** START Data for this task **

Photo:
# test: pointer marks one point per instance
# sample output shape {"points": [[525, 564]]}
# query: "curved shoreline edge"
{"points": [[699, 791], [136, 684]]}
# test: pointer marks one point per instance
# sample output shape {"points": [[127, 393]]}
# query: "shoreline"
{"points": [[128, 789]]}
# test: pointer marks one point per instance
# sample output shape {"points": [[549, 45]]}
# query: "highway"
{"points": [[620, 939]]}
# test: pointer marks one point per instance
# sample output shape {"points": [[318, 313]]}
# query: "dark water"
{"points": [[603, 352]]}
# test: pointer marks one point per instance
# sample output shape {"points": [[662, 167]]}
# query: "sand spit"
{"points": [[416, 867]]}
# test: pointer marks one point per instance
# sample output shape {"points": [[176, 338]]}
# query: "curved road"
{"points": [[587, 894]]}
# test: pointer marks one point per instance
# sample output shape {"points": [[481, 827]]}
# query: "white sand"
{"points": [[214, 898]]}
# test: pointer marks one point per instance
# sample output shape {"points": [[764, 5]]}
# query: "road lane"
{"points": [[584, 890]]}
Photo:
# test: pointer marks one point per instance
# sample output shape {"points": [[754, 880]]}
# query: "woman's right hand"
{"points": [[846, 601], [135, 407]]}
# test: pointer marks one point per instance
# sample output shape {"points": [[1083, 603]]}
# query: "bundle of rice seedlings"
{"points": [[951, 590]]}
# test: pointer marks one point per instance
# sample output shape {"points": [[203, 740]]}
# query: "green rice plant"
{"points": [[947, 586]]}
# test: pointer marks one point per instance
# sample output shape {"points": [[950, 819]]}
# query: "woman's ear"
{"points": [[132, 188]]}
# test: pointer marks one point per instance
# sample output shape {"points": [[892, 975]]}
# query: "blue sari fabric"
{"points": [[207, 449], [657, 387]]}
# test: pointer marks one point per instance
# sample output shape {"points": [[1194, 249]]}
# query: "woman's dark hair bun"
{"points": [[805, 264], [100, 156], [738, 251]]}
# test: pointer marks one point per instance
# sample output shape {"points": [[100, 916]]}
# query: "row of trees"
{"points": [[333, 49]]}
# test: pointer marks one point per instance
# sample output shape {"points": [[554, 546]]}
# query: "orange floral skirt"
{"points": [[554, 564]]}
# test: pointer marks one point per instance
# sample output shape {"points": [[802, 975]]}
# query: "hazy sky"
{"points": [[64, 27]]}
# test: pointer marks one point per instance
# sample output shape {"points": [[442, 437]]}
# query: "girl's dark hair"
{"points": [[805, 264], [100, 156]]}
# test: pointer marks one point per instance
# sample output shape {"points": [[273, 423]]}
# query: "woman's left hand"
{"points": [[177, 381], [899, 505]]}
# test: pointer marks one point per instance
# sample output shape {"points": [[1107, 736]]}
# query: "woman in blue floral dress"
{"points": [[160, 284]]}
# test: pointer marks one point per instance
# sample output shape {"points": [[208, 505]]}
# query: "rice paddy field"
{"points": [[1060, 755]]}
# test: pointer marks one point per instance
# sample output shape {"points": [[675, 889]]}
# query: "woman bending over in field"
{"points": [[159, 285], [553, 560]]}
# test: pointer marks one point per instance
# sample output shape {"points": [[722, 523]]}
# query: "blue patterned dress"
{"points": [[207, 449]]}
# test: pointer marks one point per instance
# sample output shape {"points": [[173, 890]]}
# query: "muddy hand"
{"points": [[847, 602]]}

** END Data for this task **

Problem: Retype the records in full. Keep every line identical to the original.

Expected answer:
Photo:
# test: pointer marks one point per instance
# sample output shape {"points": [[525, 564]]}
# query: "curved shoreline edge"
{"points": [[699, 791], [136, 684]]}
# test: pointer marks one point per instance
# sample output shape {"points": [[127, 393]]}
# query: "shoreline"
{"points": [[128, 789]]}
# test: pointer marks one point per instance
# sample output shape {"points": [[549, 45]]}
# query: "highway"
{"points": [[620, 939]]}
# test: pointer marks one point per instance
# sample output shape {"points": [[318, 313]]}
# query: "dark water"
{"points": [[603, 352]]}
# test: pointer marks one point per instance
# sample output shape {"points": [[662, 167]]}
# query: "sand spit"
{"points": [[416, 867]]}
# test: pointer marks one point per instance
# sample output shape {"points": [[176, 338]]}
# query: "curved road"
{"points": [[587, 894]]}
# test: pointer marks one point per instance
# sample output shape {"points": [[481, 827]]}
# query: "white sand"
{"points": [[214, 898]]}
# test: pointer marks one point per instance
# sample output shape {"points": [[764, 5]]}
# query: "road lane"
{"points": [[584, 890]]}
Photo:
# test: pointer marks one point per instance
# sample output shape {"points": [[754, 880]]}
# query: "woman's right hand"
{"points": [[846, 601], [135, 407]]}
# test: pointer marks one point per instance
# sample output shape {"points": [[1083, 603]]}
# query: "bundle of rice seedlings"
{"points": [[951, 590]]}
# test: pointer marks one point per instance
# sample output shape {"points": [[203, 740]]}
# query: "green rice plant"
{"points": [[947, 586]]}
# test: pointer marks one point per instance
# sample output shape {"points": [[950, 819]]}
# query: "woman's ear"
{"points": [[132, 188]]}
# test: pointer marks one point per instance
# sample output shape {"points": [[892, 975]]}
# query: "blue sari fabric"
{"points": [[207, 449], [657, 387]]}
# test: pointer marks one point per instance
# sample output shape {"points": [[1194, 249]]}
# query: "woman's dark hair bun"
{"points": [[805, 264], [100, 156], [738, 251]]}
# test: pointer marks one point per instance
# sample output shape {"points": [[100, 916]]}
# query: "row of trees"
{"points": [[333, 49]]}
# test: pointer marks one point per instance
# sample output shape {"points": [[554, 546]]}
# query: "orange floral skirt"
{"points": [[554, 564]]}
# test: pointer marks one point per instance
# sample output shape {"points": [[802, 975]]}
# query: "hazy sky"
{"points": [[64, 27]]}
# test: pointer marks one point per instance
# sample output shape {"points": [[442, 437]]}
# query: "girl's dark hair"
{"points": [[805, 264], [100, 156]]}
# test: pointer marks one point per instance
# sample output shape {"points": [[273, 423]]}
# query: "woman's left hand"
{"points": [[177, 381], [899, 505]]}
# test: pointer marks one point per instance
# sample output shape {"points": [[1107, 736]]}
# query: "woman in blue floral dress"
{"points": [[160, 284]]}
# test: pointer marks one point per instance
# sample output shape {"points": [[208, 505]]}
# query: "rice paddy field"
{"points": [[1060, 755]]}
# test: pointer marks one point per instance
# sample output shape {"points": [[675, 889]]}
# query: "woman bending over in field"
{"points": [[159, 285], [553, 560]]}
# test: pointer marks one point per instance
# sample output shape {"points": [[722, 523]]}
# query: "blue patterned dress"
{"points": [[207, 449]]}
# test: pointer marks one point per instance
# sample output shape {"points": [[173, 890]]}
# query: "muddy hand"
{"points": [[847, 602]]}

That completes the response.